Exercise -
Each line from the one that contains "Target: pen" to the end of the material must be set down exactly, and no line before it.

Excerpted records -
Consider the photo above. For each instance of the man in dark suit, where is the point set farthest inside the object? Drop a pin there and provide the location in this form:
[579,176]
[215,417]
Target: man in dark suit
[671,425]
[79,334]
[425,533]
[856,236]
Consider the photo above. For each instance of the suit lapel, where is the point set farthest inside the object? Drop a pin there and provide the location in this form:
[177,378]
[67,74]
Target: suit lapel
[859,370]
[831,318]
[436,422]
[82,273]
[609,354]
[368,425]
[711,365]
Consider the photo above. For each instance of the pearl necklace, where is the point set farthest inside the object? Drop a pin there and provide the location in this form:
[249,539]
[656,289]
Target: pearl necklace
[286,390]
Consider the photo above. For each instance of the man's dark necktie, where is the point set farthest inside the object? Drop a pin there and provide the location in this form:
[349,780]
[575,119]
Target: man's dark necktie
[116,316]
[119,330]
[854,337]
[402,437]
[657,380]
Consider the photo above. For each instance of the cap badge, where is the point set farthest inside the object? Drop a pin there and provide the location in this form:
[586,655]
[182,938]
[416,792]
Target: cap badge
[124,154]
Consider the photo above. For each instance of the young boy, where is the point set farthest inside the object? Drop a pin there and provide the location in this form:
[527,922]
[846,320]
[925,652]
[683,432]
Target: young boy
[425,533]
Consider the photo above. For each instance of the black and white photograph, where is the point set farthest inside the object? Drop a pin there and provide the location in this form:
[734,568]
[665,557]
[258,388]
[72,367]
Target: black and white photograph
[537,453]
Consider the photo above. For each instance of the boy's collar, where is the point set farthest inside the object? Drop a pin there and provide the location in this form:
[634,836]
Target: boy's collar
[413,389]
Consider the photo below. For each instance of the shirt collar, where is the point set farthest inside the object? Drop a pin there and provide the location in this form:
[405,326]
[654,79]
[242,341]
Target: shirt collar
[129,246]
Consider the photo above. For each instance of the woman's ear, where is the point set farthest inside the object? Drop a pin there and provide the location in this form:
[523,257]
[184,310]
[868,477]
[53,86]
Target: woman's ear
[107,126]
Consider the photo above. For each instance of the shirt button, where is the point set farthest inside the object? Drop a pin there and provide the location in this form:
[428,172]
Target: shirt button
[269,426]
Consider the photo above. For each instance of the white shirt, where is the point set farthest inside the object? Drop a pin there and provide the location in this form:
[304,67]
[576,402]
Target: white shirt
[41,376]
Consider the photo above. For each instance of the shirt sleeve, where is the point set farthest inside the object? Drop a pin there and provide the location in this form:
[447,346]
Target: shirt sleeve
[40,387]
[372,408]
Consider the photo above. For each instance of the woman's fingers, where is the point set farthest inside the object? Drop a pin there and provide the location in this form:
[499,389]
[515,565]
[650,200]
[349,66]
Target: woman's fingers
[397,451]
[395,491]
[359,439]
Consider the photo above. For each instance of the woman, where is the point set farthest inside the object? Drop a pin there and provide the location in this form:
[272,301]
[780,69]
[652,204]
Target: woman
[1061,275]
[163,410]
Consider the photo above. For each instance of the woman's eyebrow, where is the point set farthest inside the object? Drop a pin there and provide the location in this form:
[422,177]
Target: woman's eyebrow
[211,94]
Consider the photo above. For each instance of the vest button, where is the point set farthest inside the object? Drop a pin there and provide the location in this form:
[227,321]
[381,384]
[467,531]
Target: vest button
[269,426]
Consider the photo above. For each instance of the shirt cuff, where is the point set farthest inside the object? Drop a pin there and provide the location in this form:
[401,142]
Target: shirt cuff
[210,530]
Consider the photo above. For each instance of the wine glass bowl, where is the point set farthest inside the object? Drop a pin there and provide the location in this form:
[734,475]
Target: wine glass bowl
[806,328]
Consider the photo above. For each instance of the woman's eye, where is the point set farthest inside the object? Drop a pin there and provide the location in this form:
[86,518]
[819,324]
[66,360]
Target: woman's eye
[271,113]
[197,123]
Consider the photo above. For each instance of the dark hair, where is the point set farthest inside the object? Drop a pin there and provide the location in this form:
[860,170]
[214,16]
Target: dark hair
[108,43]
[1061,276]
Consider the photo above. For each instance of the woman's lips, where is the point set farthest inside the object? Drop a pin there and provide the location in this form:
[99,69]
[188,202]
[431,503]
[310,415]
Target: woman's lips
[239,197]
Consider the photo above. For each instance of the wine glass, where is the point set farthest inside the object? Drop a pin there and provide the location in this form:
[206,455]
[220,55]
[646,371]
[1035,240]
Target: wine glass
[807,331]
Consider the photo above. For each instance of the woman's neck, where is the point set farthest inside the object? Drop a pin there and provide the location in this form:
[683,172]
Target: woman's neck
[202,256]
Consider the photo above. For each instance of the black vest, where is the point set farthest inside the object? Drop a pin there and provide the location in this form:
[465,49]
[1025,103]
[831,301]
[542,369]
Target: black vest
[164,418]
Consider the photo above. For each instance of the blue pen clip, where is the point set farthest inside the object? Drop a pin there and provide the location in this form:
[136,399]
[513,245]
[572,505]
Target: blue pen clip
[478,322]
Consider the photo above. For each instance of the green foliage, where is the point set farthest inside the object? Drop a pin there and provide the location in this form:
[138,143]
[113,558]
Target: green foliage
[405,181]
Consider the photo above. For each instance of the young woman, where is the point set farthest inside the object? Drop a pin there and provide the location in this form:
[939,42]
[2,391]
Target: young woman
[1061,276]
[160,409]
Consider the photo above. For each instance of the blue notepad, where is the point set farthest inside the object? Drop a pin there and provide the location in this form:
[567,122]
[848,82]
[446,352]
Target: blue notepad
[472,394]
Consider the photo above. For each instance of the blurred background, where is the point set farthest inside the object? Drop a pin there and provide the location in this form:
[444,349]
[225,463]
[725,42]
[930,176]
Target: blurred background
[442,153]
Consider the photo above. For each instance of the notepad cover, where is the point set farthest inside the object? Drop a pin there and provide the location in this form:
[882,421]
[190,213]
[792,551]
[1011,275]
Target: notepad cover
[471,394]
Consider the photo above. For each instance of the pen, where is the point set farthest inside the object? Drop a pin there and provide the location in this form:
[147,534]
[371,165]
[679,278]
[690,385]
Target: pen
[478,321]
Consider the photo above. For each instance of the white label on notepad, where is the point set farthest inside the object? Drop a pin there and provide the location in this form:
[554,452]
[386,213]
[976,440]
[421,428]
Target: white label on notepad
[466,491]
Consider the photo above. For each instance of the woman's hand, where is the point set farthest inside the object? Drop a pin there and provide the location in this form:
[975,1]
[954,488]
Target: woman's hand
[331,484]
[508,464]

Task result -
Target: pen
[478,321]
Consider the photo above. For each instance of the white label on notepad, where is the point set farthest inside the object? Drop a pin there and provide the location in this form:
[554,452]
[386,213]
[976,440]
[421,428]
Target: white label on notepad
[466,491]
Consider the photo above. For each instance of the woman's hand, where is the point set farthest inside the object? Drop a pin there and provide the location in this form:
[975,1]
[954,488]
Target: woman's hand
[331,484]
[508,464]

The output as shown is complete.